> BRANO DI TESTO:
# # # #
Ebbene, una vulgata di tali politicanti di second’ordine vorrebbe che il “liberismo” einaudiano corrispondesse al puro e cinico “laissez faire, laissez passer” di cui si scriveva e teorizzava tra Settecento e Ottocento. Tutt’altro. La posizione di Luigi Einaudi, grandissimo esponente della cultura, dell’economia e della politica liberale, più citato che effettivamente conosciuto, rivela a chi lo legge, specialmente nelle sue bellissime Lezioni di politica sociale, il bel lato solidaristico del Liberalismo, attraverso una visione sorprendentemente moderna e agile, capace di coniugare senza sforzo mercato e tutela dei più deboli, lotta durissima ai monopoli pubblici e privati, uguaglianza nei diritti, rispetto delle regole, e iniziativa di uno Stato – lo Stato liberale, di cui sempre troppo poco si parla, ma che è pur sempre quello che ha fatto grandi le grandi democrazie liberali dell’Occidente – che non è assente, come si ritiene dai non-liberali o dai finti “liberali”, ma anzi, maieuticamente, deve facilitare, col minimo ingombro possibile, nientemeno che la libera realizzazione dei cittadini, cioè il loro uso delle libertà.
# # # #
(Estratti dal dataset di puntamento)

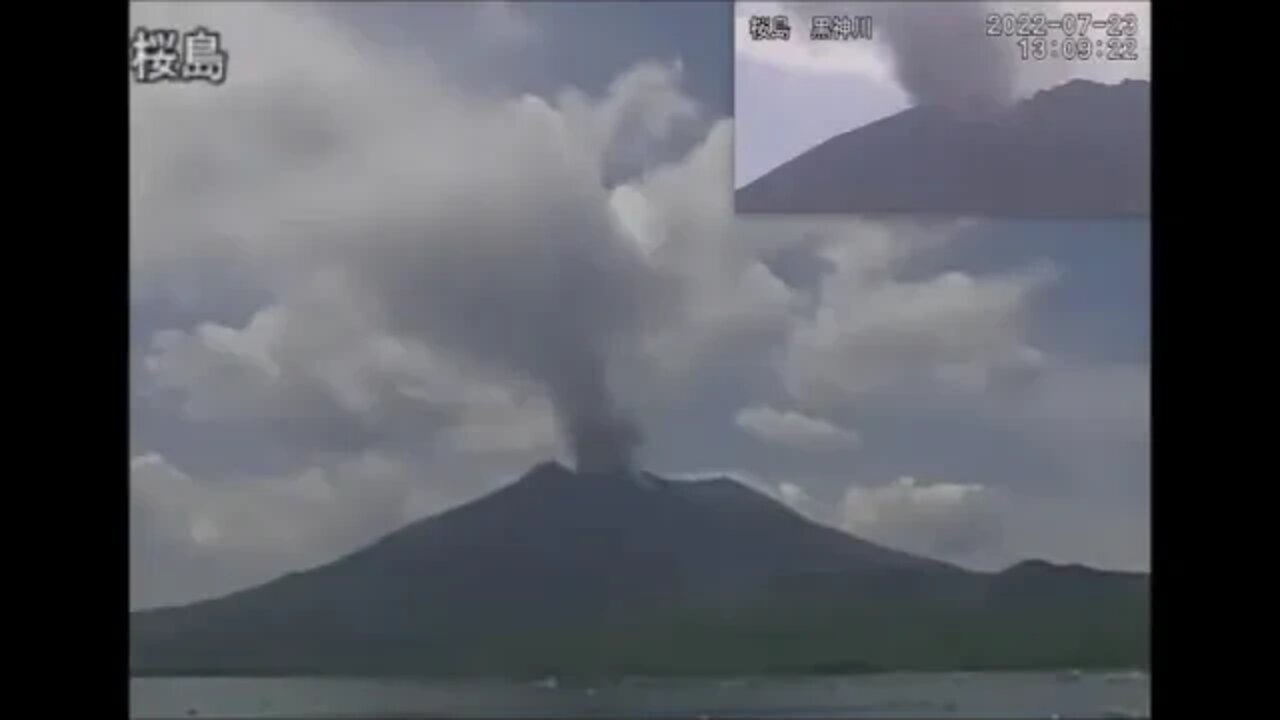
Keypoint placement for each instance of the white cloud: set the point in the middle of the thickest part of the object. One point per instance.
(947, 520)
(794, 429)
(506, 22)
(251, 529)
(874, 332)
(376, 206)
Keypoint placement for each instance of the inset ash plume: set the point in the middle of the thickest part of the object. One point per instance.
(942, 55)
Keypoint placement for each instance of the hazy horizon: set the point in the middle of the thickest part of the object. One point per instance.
(406, 251)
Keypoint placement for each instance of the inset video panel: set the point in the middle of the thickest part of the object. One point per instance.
(1002, 109)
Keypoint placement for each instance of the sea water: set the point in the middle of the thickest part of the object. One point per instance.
(960, 695)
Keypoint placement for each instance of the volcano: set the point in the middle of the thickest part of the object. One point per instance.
(630, 573)
(1078, 150)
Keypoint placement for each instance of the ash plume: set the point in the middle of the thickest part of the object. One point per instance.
(549, 297)
(942, 57)
(940, 51)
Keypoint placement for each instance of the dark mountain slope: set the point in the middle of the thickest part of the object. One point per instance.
(593, 573)
(1082, 149)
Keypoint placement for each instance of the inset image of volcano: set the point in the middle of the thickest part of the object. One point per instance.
(932, 115)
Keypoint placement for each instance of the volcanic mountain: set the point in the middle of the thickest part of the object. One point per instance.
(1078, 150)
(629, 573)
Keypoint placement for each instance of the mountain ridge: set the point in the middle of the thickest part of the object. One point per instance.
(1080, 149)
(576, 572)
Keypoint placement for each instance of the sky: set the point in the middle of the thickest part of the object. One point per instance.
(790, 96)
(406, 251)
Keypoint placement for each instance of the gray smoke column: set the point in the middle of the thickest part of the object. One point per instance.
(944, 57)
(940, 50)
(542, 288)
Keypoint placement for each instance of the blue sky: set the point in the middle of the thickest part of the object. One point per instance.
(301, 386)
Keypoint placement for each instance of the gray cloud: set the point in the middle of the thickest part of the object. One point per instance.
(941, 55)
(794, 429)
(950, 520)
(443, 269)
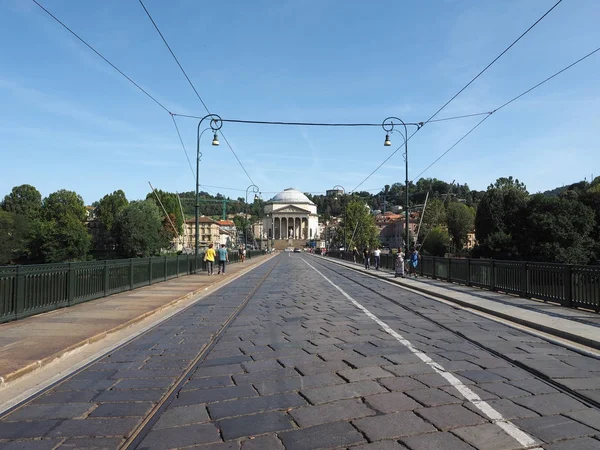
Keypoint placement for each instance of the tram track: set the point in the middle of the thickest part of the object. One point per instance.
(532, 371)
(137, 435)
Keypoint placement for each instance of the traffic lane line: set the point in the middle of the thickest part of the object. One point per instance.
(512, 430)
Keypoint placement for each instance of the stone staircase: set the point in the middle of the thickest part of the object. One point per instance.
(285, 243)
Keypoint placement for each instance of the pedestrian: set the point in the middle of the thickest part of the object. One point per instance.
(414, 262)
(399, 263)
(377, 254)
(367, 258)
(355, 255)
(209, 258)
(223, 258)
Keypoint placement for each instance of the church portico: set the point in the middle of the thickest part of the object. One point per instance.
(290, 217)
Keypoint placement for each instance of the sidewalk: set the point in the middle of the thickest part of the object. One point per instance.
(28, 344)
(575, 325)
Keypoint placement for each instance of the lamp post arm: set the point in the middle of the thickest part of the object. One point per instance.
(215, 124)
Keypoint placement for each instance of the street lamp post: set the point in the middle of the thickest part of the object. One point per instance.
(255, 190)
(388, 127)
(215, 124)
(337, 187)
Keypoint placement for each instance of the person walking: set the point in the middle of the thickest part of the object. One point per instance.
(355, 255)
(209, 258)
(367, 258)
(414, 262)
(223, 258)
(399, 271)
(377, 254)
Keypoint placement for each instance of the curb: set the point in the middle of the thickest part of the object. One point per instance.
(19, 373)
(511, 318)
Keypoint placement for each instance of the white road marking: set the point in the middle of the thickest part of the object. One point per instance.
(520, 436)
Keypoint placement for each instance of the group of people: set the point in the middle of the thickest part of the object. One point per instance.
(403, 263)
(221, 255)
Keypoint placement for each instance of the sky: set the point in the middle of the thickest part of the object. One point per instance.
(70, 121)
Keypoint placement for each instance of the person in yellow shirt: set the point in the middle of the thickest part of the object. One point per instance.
(209, 257)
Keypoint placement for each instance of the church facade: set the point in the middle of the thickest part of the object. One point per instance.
(290, 216)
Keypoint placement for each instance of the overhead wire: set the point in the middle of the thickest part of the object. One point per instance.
(326, 124)
(506, 104)
(127, 77)
(461, 90)
(194, 88)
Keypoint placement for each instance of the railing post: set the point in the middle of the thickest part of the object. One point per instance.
(568, 288)
(524, 277)
(19, 293)
(70, 284)
(106, 278)
(130, 273)
(468, 280)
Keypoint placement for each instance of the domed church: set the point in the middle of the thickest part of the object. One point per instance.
(290, 219)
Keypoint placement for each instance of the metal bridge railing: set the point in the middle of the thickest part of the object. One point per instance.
(565, 284)
(34, 289)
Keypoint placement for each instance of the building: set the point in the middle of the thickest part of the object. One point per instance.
(290, 219)
(334, 192)
(209, 233)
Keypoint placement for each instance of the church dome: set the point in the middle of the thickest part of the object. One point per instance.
(290, 196)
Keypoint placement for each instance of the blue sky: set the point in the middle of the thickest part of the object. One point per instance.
(68, 120)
# # # #
> ELENCO COMPITI:
1. Rispondi a queste domande sul brano su Einaudi:
(a) A quale formula teorizzata tra Settecento e Ottocento la vulgata vorrebbe far corrispondere il "liberismo" einaudiano?
(b) In quale opera di Einaudi si rivela in particolare il lato solidaristico del Liberalismo?
(c) Che cosa deve facilitare lo Stato liberale, col minimo ingombro possibile?
2. Prosegui il brano su Einaudi a partire dalla sua ultima frase.
I record provengono da un'altra fonte.

> RISULTATI PER COMPITO:
1.
(a) Al "laissez faire, laissez passer".
(b) Nelle Lezioni di politica sociale.
(c) La libera realizzazione dei cittadini, cioè il loro uso delle libertà.

2.
Basta per tutti – liberali e no – una pagina di Einaudi: "Va confutata la grossolana favola che il liberalismo sia sinonimo di assenza dello Stato o di assoluto lasciar fare o lasciar passare (*), e che il socialismo sia la stessa cosa dello Stato proprietario e gestore dei mezzi di produzione. Che i liberali siano fautori dello Stato assente, che Adam Smith sia il campione assoluto del lasciar fare e lasciar passare sono bugie che nessuno studioso ricorda;... ma, per essere grosse, sono ripetute dalla più parte dei politici, abituati a dire 'superata' l’idea liberale; non hanno letto mai nessuno dei libri sacri del liberalismo e non sanno in che cosa esso consista. Che i socialisti vogliano dare allo Stato la gestione compiuta dei mezzi di produzione è dettame talvolta scritto nei manifesti elettorali, ma ripugnante ai socialisti che aborrono dalla tirannia dello Stato onnipotente, e tali sono tutti i socialisti" (Luigi Einaudi).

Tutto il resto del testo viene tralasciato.